++++ PASSAGE PROVIDED

README: report 50k training steps (matches truncated log + SWA window)

0cdeb73 verified 1 day ago

2.49 kB

	# AnCoder-1.0B-Base

	Anchored bidirectional diffusion language model built on Qwen3-0.6B.

	- Architecture: 28 anchor layers + 28 denoiser layers, hid connection, all weights tied
	- Parameters: 1.04B unique
	- Base model: Qwen/Qwen3-0.6B
	- Training: 50k steps continued pretraining, token-packed streams (block_size=2048),
	uniform noise schedule, anchor_weight=0.1, all-position anchor supervision,
	shifted AR alignment (BOS-prepend trick on Qwen3 lm_head)
	- Endpoint: SWA over the last 5 saved checkpoints (steps 46k–50k, 1k stride)

	## Training Progress (1000-entry SMA over final 5k steps, ending at 50k)

++++++++

» **WHAT THE TASK ASKS**: Return the model card's wording exactly, starting with "Anchored bidirectional diffusion" and going on through "46k–50k, 1k stride)".

++++ PROVIDED RECORDS

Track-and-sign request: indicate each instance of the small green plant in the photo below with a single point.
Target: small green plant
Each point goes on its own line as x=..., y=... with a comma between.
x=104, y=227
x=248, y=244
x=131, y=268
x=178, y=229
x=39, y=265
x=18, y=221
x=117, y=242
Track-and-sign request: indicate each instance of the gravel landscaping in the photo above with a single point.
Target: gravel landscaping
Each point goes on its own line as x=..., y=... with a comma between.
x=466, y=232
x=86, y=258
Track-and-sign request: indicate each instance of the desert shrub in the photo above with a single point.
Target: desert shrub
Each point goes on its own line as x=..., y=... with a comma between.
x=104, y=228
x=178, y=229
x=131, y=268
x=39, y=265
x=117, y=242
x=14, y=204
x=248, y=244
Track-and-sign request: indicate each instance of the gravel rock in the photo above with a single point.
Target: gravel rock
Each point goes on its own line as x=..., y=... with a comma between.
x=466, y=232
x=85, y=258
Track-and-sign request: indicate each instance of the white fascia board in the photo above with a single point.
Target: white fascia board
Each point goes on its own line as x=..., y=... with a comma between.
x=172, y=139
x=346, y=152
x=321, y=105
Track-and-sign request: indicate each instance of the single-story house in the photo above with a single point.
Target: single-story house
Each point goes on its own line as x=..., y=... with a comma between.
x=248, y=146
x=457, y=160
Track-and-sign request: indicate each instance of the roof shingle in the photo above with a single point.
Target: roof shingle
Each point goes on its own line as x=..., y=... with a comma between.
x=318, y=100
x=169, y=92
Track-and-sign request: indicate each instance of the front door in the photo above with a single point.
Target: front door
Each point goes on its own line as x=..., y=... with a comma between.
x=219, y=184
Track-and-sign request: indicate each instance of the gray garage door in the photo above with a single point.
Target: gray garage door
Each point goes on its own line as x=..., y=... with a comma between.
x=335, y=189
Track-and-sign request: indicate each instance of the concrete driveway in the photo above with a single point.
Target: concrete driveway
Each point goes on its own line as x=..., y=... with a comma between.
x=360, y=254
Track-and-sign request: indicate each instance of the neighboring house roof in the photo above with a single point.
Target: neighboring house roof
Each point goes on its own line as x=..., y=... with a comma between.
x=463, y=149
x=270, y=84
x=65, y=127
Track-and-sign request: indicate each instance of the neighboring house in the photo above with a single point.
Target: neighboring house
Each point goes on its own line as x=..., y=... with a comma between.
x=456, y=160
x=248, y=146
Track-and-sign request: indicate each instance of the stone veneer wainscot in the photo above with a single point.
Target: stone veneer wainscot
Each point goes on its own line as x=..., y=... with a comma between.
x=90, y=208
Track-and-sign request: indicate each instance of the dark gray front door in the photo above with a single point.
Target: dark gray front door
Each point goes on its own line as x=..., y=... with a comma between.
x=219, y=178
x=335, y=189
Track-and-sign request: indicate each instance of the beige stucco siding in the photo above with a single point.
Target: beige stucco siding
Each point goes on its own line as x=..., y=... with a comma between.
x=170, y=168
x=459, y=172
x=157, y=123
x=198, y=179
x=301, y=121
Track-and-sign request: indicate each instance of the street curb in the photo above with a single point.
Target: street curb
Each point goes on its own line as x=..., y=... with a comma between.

++++++++

» **FINAL ANSWER**:
Anchored bidirectional diffusion language model built on Qwen3-0.6B.

	- Architecture: 28 anchor layers + 28 denoiser layers, hid connection, all weights tied
	- Parameters: 1.04B unique
	- Base model: Qwen/Qwen3-0.6B
	- Training: 50k steps continued pretraining, token-packed streams (block_size=2048),
	uniform noise schedule, anchor_weight=0.1, all-position anchor supervision,
	shifted AR alignment (BOS-prepend trick on Qwen3 lm_head)
	- Endpoint: SWA over the last 5 saved checkpoints (steps 46k–50k, 1k stride)